Include only the line with "102L58 103L42 150L15" and the lines after it, each reproduced exactly as it stands in the entries below.

━━━ Material to process

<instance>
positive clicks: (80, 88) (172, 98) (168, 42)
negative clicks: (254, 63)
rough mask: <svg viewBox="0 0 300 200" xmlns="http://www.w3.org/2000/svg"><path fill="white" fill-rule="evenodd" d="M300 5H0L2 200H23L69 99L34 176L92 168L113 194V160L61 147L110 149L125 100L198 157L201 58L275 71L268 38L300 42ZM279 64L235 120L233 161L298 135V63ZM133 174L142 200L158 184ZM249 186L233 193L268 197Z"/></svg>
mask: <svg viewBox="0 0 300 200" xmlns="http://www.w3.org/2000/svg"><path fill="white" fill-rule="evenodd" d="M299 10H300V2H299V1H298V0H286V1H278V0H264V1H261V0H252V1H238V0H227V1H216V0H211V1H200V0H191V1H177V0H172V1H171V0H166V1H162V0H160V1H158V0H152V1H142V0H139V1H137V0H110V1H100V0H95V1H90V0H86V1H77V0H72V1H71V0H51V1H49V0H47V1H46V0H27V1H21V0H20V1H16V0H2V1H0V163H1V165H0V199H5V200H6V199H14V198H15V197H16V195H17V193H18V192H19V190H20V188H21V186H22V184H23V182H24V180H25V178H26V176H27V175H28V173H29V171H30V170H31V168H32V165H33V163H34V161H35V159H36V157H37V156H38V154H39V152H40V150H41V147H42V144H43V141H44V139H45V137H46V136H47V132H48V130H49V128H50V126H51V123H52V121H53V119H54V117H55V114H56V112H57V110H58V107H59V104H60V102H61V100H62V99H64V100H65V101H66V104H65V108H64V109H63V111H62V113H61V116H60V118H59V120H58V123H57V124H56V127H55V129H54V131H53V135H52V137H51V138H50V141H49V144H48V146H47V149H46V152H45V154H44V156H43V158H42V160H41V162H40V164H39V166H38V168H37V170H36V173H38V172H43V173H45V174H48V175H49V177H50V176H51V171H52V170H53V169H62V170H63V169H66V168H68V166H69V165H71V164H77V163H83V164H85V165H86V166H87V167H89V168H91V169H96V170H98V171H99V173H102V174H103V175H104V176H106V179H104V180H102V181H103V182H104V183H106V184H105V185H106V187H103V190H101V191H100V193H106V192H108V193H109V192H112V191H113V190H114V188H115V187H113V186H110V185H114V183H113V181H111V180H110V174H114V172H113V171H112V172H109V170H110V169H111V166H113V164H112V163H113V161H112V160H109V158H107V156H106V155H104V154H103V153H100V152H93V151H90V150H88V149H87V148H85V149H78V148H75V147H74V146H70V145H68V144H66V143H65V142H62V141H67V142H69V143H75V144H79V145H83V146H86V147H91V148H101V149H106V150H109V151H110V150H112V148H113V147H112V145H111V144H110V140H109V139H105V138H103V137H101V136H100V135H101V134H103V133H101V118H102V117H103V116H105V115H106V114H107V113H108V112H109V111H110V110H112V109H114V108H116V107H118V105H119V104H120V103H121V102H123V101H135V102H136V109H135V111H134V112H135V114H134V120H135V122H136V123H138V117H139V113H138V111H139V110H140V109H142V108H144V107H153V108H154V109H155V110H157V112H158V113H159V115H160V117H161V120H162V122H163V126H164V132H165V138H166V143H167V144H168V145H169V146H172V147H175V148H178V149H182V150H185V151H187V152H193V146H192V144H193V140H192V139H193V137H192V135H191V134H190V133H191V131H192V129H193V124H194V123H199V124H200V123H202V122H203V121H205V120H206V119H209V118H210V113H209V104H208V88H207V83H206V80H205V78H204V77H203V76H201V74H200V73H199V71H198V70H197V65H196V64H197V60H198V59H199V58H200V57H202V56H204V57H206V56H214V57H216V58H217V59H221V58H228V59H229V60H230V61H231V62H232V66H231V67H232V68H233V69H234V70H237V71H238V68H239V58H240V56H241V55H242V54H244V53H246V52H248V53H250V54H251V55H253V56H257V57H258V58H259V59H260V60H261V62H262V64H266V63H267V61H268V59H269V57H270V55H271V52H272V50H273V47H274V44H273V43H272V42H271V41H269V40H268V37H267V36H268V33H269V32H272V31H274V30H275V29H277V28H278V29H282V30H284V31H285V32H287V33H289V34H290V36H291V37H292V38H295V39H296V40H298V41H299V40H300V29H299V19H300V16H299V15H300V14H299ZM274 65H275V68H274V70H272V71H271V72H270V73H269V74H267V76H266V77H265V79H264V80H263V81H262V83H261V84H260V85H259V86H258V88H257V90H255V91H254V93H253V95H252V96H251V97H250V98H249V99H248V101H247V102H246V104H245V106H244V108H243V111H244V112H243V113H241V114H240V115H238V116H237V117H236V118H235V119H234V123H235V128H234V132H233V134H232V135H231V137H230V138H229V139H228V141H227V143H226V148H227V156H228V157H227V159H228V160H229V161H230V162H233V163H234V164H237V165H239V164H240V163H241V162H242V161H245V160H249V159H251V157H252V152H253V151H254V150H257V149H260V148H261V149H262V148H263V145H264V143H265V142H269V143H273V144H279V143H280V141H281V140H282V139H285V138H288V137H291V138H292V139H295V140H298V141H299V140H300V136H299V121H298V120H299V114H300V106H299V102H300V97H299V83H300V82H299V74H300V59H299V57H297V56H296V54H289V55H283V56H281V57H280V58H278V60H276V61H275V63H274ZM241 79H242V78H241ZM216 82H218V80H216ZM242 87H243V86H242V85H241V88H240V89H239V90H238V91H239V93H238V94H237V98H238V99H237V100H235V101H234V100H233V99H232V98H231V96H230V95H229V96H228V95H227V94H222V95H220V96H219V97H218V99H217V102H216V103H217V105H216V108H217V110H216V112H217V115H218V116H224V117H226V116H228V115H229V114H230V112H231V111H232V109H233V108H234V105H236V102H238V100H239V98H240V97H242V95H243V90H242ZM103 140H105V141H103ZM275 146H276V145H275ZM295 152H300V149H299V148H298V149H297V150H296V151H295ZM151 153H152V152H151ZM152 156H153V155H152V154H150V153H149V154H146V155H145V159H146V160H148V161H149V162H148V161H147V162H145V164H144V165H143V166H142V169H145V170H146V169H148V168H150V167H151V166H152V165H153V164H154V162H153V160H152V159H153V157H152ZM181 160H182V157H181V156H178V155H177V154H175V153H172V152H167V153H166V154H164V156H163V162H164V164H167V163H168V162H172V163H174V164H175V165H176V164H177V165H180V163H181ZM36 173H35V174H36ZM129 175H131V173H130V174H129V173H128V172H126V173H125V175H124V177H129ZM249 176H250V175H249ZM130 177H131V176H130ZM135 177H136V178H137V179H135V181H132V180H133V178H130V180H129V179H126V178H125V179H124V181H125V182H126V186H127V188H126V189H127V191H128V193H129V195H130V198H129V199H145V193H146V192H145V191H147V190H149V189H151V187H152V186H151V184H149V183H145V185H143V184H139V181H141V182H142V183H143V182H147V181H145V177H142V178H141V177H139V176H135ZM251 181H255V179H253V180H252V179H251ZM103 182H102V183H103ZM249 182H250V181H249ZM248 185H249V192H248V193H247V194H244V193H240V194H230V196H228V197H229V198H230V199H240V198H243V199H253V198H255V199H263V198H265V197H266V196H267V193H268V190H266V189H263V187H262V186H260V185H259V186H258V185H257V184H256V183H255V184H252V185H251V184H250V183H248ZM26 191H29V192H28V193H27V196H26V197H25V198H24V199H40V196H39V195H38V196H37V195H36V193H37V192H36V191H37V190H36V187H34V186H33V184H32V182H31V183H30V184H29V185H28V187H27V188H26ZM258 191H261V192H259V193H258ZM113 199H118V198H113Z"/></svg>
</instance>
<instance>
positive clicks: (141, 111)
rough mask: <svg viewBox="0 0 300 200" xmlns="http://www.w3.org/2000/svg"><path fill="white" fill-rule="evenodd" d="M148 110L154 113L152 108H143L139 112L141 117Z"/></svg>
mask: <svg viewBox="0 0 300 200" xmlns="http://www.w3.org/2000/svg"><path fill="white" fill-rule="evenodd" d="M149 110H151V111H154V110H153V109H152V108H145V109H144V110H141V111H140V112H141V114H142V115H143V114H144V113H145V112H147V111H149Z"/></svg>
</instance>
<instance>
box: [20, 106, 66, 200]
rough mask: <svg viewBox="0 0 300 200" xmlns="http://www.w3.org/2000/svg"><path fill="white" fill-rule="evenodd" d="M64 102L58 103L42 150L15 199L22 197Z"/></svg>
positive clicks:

━━━━━━

▶ **Response**
rough mask: <svg viewBox="0 0 300 200" xmlns="http://www.w3.org/2000/svg"><path fill="white" fill-rule="evenodd" d="M64 102L58 103L42 150L15 199L22 197Z"/></svg>
positive clicks:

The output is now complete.